§ **SHORT TASK A**:
Copy the stretch of the photodiode text from "Light of different wavelengths" through "a convenient tool.", renaming "convenient tool" to "practical tool".

Pin photodiode structure

A PIN photodiode structure includes a substrate, a P-doped region disposed in the substrate, an N-doped region disposed in the substrate, and a first semiconductor material disposed in the substrate and between the P-doped region and the N-doped region.

BACKGROUND OF THE INVENTION

1. Field of the Invention

The present invention relates to a photodiode structure and the method for making the photodiode. In particular, the present invention relates to a photosensitive PIN photodiode structure and the method for manufacturing the photodiode.

2. Description of the Prior Art

The conventional copper cables are less and less likely capable to carry more and more signals to travel a longer and longer distance due to the physical limitation of electrical resistance and signal delays. Naturally, optical fibers meet the demand of carrying very large information to travel a very long distance so they replace the conventional copper cables to be the medium of long distance carrier of information because one single optical fiber allows multiple beams of light of different wavelength, each carrying different information to travel at the speed of light without mutual interference and without attenuating too much after traveling an extreme long distance.

Light of different wavelengths in the form of pulse signals constitutes the basic principle of transmission by optical fiber. However, such basic principle of transmission is not compatible with the basic principle of transmission by electron current in the current electronic devices to carry and to transmit signals. In order to form a transform medium between the optical fiber transmission and the electron current transmission, the photo-detector is deemed to be a convenient tool.

The photo-detector is an important photo-electrical transform unit. The photo-detector is capable of transforming the optical signals to electrical signals (into voltage or current), so it can transform the optical pulse signals in the optical fibers to become the electrical signals which can be carried, transmitted or used by ordinary electronic devices. Amongst them, the PIN (p-intrinsic-n photodiode) which has the advantages of easy to be manufactured, high reliability, low noise, compatible with low-voltage amplifier circuits and very wide bandwidth becomes one of the most widely used photo-detector.

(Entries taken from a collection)
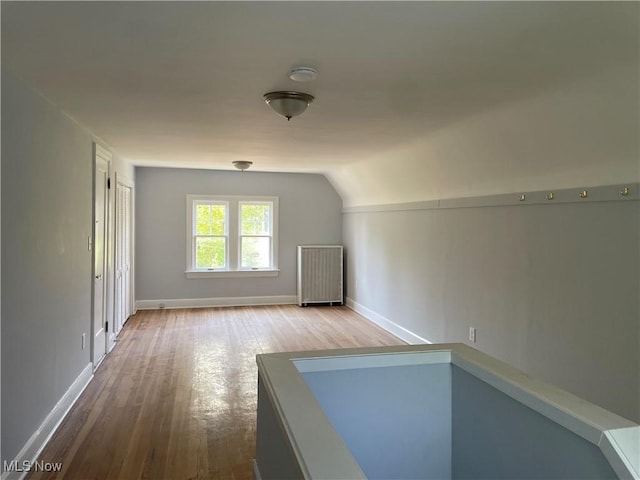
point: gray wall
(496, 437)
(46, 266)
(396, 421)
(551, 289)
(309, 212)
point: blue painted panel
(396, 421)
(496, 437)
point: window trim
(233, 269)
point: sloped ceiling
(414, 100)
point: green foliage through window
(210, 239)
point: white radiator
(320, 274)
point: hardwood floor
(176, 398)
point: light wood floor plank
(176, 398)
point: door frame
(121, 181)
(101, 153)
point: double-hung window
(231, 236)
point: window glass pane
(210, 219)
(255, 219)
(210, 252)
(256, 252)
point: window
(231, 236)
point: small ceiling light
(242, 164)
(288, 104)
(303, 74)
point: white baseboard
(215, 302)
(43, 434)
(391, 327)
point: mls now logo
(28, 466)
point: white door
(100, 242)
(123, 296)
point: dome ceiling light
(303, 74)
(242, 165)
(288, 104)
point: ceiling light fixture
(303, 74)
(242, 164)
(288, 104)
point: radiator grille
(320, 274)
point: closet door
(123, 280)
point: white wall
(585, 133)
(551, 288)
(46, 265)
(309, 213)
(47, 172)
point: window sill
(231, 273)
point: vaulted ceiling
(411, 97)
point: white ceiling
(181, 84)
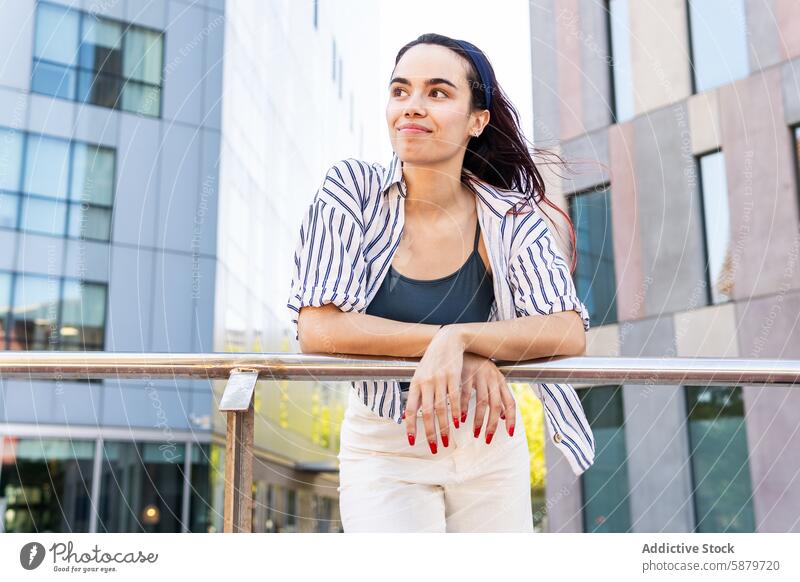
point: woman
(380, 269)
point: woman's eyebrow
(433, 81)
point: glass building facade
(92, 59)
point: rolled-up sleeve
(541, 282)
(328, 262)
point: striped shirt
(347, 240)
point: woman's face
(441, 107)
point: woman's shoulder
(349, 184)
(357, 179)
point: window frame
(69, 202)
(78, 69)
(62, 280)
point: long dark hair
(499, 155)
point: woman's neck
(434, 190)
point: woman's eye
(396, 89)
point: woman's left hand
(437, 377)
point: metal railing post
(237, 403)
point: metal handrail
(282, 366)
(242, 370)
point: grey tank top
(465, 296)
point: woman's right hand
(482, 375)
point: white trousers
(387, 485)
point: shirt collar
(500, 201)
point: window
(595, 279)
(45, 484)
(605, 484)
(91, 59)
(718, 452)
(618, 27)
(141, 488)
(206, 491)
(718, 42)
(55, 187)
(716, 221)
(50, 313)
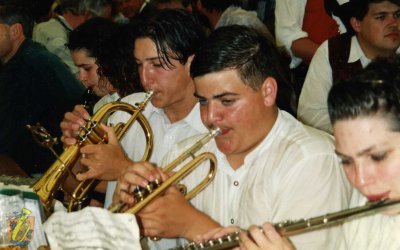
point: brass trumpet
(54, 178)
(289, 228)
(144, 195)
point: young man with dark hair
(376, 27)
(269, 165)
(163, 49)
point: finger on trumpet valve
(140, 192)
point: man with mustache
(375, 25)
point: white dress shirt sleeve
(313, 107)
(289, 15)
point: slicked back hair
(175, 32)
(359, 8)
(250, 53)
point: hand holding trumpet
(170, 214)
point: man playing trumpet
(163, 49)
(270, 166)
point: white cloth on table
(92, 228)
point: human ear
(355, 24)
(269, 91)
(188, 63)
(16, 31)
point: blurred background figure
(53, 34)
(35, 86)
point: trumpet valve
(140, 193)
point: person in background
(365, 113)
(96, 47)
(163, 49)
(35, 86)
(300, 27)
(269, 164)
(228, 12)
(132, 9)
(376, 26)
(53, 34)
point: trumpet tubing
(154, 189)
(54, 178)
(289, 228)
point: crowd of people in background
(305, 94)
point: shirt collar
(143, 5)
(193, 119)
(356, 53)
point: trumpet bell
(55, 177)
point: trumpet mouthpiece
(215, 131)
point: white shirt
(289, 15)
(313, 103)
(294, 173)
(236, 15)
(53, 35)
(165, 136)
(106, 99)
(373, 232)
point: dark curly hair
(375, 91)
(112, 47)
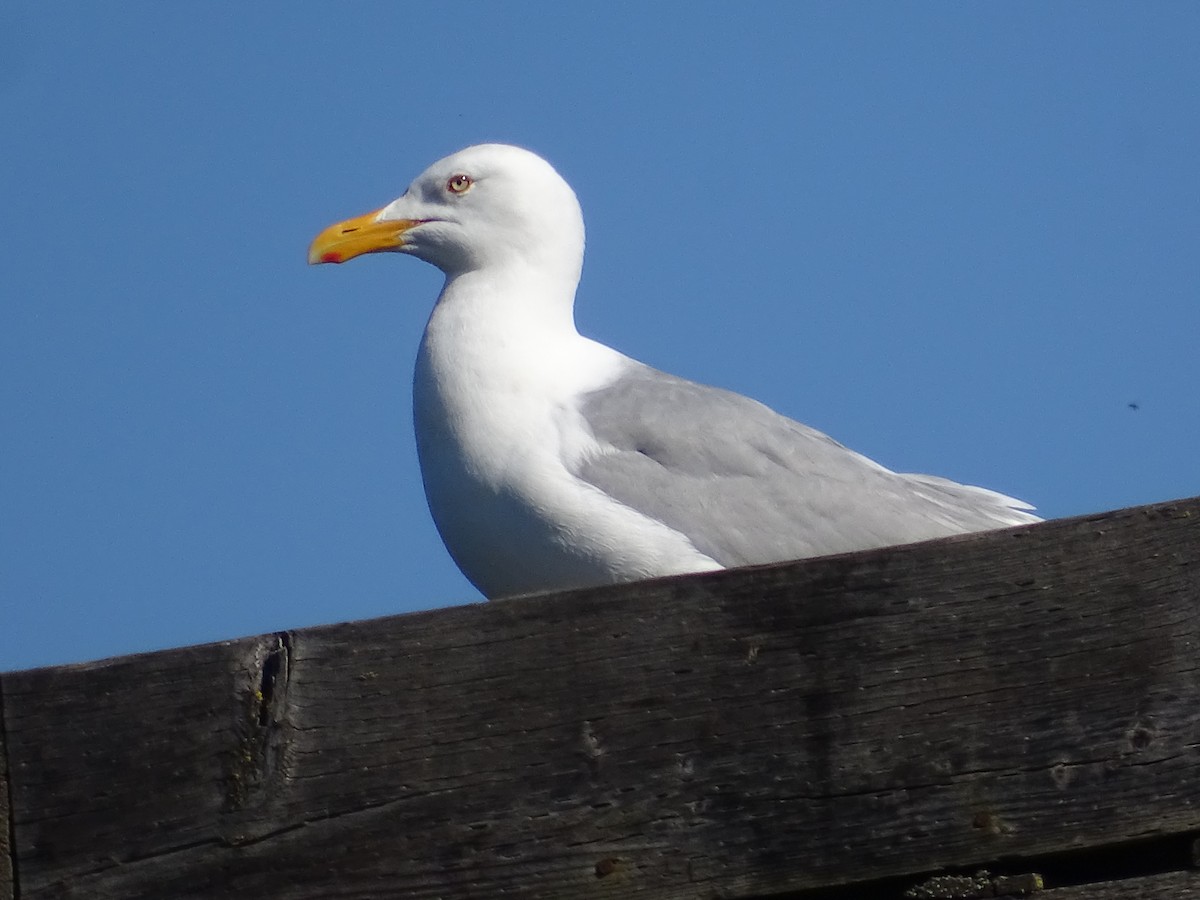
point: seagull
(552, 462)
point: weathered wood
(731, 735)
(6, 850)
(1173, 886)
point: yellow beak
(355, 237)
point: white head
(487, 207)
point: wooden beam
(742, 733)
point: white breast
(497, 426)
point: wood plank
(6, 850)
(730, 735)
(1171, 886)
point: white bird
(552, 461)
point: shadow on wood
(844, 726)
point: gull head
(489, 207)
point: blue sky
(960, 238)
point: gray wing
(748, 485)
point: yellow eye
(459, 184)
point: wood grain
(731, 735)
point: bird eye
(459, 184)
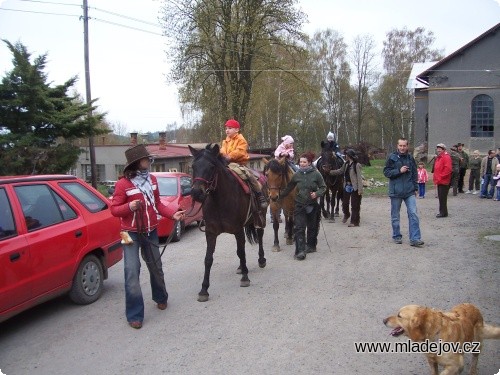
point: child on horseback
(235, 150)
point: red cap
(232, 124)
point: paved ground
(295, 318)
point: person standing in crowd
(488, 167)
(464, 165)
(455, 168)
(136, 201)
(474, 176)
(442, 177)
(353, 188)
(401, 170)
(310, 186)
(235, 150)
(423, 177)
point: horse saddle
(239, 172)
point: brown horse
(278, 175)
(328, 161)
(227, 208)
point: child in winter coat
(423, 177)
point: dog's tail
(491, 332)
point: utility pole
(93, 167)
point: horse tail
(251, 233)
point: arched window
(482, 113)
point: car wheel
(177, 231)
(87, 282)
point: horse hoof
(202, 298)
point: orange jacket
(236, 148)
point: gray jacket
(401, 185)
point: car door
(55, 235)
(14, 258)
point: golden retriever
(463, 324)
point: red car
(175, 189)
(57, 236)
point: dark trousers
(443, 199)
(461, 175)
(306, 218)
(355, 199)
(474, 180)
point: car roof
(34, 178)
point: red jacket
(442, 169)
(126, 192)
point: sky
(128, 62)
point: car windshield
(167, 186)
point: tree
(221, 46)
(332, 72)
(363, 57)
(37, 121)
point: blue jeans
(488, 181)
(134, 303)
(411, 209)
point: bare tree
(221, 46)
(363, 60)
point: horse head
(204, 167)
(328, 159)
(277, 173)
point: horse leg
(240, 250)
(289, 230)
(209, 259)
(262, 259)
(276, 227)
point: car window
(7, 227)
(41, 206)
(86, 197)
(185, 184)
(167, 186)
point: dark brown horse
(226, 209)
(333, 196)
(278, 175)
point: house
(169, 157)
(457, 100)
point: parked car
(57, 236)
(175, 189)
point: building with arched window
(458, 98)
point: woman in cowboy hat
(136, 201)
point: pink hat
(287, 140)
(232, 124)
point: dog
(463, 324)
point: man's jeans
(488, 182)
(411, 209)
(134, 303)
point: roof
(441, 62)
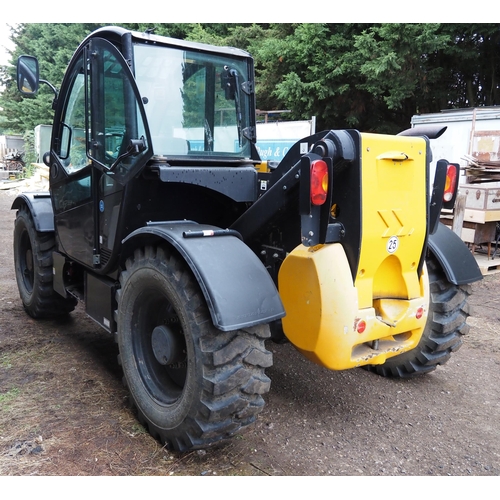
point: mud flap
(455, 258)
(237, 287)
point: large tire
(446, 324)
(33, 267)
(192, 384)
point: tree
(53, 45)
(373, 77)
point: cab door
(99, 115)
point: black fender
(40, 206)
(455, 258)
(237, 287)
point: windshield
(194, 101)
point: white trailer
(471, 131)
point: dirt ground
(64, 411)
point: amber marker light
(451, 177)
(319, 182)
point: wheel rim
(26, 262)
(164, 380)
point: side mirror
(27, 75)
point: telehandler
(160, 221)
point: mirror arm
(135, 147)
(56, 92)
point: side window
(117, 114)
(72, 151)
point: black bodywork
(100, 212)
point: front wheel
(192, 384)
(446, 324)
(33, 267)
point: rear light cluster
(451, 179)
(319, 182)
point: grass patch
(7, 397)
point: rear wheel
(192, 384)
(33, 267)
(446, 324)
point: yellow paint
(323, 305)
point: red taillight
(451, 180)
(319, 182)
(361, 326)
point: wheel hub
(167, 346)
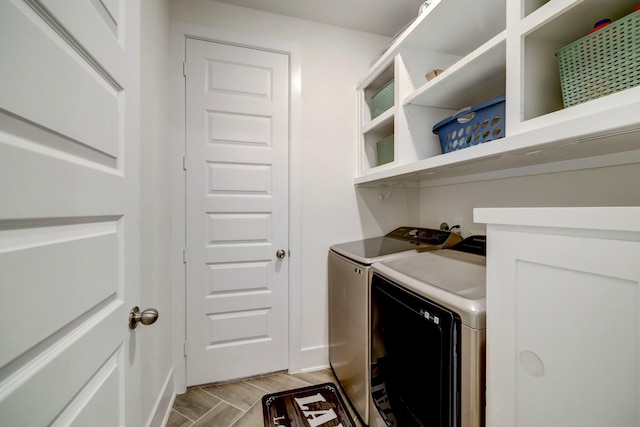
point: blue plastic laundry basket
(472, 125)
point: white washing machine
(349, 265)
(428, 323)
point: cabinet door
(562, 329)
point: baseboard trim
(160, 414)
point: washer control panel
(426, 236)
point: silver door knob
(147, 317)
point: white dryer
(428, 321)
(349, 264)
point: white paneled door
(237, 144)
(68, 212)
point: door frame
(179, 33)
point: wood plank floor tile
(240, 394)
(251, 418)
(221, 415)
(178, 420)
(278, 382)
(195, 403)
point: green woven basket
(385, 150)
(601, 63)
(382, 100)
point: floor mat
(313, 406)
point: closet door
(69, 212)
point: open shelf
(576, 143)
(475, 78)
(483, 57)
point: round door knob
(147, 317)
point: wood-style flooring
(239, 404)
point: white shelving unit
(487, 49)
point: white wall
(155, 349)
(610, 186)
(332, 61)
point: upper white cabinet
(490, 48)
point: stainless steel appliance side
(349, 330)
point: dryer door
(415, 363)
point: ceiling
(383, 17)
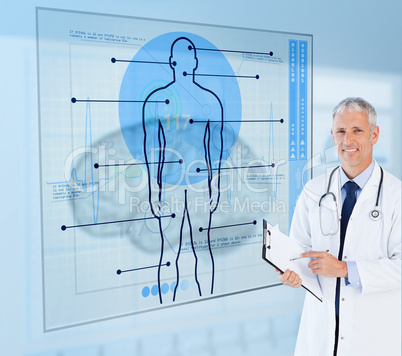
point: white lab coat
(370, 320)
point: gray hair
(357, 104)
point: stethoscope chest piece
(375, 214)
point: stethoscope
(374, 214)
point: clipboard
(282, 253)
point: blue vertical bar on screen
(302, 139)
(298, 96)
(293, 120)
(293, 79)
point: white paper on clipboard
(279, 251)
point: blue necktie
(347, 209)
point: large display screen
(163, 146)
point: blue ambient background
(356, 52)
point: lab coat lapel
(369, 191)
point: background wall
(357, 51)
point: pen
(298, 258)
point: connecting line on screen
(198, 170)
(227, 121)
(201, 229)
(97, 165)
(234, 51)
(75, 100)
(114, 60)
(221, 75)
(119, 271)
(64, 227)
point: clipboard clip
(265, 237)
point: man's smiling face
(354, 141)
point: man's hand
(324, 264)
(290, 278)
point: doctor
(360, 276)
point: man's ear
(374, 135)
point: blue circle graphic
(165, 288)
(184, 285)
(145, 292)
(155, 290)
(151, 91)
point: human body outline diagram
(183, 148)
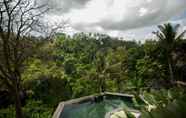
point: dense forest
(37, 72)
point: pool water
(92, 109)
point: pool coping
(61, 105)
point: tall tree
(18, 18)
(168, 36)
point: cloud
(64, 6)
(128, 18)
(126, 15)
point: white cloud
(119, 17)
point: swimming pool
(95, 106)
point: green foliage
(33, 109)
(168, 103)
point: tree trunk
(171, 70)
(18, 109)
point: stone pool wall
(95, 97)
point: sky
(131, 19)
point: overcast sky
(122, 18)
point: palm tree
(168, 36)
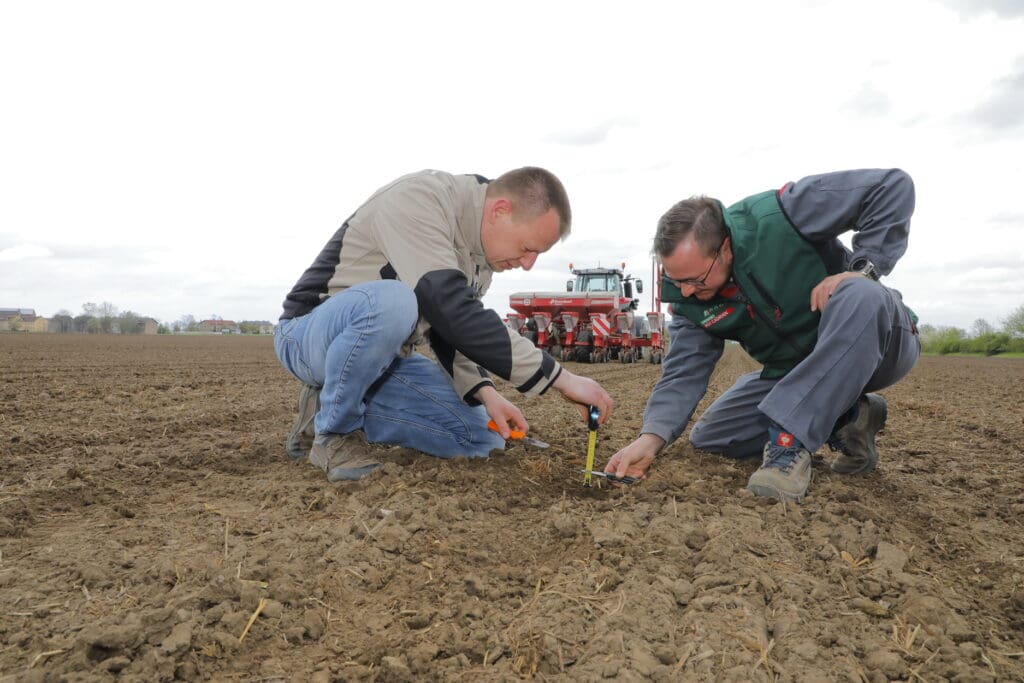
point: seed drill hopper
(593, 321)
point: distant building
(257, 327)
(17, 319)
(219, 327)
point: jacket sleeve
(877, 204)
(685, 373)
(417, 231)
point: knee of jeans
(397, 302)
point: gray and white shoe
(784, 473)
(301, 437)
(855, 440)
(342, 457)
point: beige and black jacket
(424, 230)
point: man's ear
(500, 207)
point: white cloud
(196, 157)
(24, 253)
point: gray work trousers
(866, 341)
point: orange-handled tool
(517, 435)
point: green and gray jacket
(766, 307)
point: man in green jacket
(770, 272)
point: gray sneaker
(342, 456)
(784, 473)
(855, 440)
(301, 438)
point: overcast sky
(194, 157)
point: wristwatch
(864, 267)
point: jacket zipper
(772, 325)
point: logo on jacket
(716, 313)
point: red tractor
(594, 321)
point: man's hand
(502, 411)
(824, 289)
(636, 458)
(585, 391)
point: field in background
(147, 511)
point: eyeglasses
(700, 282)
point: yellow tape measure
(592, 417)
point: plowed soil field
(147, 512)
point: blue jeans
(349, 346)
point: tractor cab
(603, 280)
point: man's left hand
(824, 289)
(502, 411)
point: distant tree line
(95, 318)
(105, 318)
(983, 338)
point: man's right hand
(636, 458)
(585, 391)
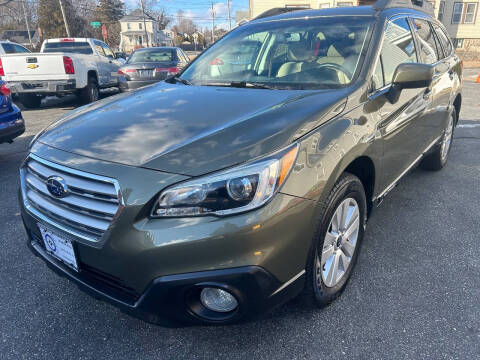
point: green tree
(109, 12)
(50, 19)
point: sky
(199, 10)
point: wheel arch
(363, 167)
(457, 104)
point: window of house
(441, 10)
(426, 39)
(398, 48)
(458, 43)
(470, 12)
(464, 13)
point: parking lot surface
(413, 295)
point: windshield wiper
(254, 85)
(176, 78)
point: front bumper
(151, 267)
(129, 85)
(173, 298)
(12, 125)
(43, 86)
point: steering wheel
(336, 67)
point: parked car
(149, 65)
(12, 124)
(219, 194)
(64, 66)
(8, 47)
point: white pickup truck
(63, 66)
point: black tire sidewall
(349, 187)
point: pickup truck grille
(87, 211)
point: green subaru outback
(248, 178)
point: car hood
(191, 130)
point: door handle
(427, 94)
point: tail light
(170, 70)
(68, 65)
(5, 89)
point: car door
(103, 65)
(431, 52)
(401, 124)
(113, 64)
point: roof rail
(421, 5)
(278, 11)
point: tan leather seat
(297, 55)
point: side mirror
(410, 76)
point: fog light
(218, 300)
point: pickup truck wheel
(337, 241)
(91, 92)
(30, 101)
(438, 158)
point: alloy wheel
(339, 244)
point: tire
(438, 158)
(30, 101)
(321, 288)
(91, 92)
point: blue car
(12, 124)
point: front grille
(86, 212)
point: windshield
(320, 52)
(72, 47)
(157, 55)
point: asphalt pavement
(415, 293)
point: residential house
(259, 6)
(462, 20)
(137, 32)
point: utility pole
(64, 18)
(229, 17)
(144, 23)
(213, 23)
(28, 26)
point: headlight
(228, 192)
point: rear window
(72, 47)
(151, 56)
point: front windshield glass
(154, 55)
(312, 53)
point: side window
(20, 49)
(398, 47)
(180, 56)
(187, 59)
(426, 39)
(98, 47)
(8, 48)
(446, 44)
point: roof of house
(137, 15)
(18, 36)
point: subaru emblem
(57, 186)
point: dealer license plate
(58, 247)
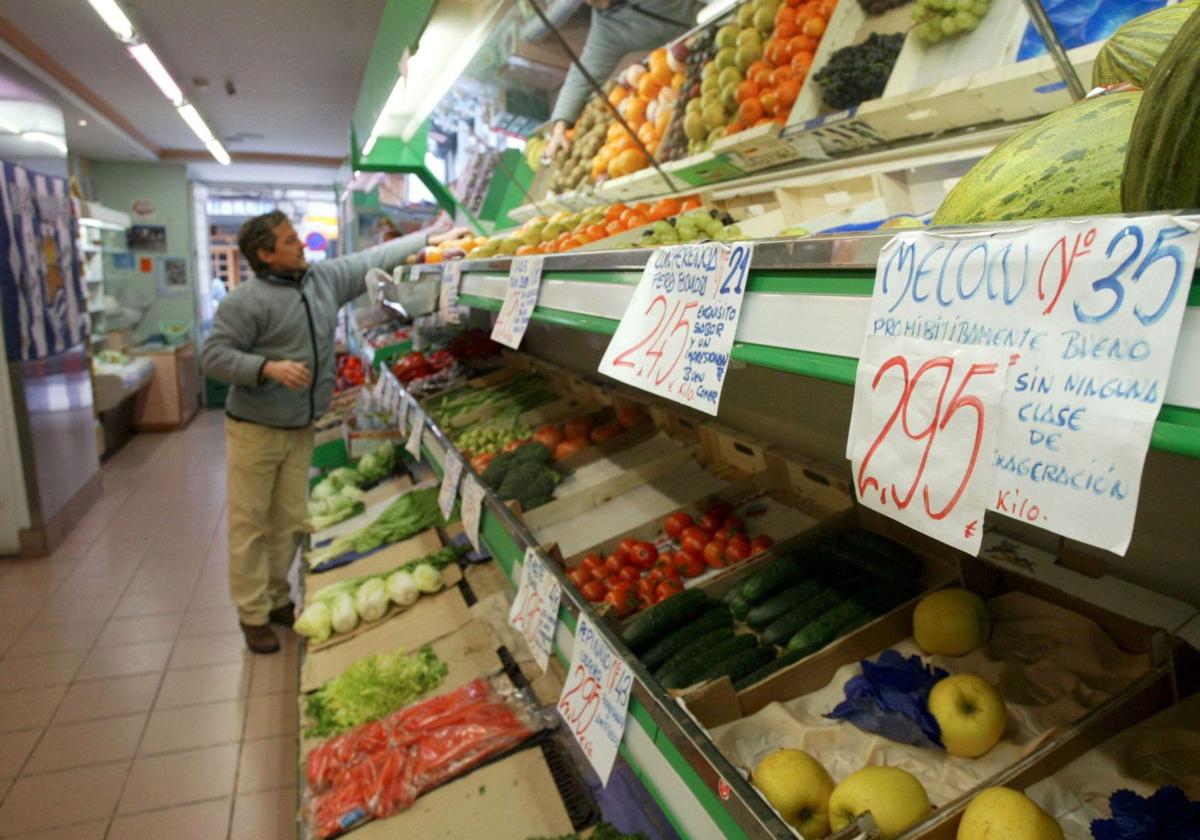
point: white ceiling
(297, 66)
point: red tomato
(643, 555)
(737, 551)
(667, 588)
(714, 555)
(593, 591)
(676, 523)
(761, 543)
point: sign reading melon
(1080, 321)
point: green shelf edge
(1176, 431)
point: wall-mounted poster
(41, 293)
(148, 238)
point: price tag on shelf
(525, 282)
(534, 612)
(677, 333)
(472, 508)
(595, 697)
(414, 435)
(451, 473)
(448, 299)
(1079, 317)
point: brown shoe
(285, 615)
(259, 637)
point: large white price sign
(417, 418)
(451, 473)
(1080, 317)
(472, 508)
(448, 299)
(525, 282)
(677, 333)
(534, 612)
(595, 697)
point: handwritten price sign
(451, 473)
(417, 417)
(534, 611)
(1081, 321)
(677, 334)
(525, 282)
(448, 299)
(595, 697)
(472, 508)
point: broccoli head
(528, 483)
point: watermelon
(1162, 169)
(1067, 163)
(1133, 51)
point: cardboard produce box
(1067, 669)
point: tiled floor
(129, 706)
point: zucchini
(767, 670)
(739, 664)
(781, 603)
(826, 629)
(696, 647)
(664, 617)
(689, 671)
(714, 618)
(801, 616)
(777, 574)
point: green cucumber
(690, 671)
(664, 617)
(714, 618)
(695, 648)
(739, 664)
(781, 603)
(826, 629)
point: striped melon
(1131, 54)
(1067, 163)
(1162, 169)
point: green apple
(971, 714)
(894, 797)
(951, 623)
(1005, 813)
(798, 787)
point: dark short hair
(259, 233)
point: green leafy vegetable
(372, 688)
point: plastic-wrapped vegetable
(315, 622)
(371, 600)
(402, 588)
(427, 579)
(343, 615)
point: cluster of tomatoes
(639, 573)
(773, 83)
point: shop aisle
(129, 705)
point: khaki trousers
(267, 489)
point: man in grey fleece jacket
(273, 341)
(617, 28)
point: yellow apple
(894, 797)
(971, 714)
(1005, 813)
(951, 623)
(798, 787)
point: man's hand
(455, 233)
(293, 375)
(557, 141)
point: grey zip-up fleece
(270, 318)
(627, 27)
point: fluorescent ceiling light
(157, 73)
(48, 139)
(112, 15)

§ **SHORT TASK B**:
Gather every line in the entries that contains the string "price", treating case as significant.

§ **WRITTEN RESPONSE A**:
Light of different wavelengths in the form of pulse signals constitutes the basic principle of transmission by optical fiber. However, such basic principle of transmission is not compatible with the basic principle of transmission by electron current in the current electronic devices to carry and to transmit signals. In order to form a transform medium between the optical fiber transmission and the electron current transmission, the photo-detector is deemed to be a practical tool.

§ **WRITTEN RESPONSE B**:
point: price tag on shelf
point: large white price sign
point: handwritten price sign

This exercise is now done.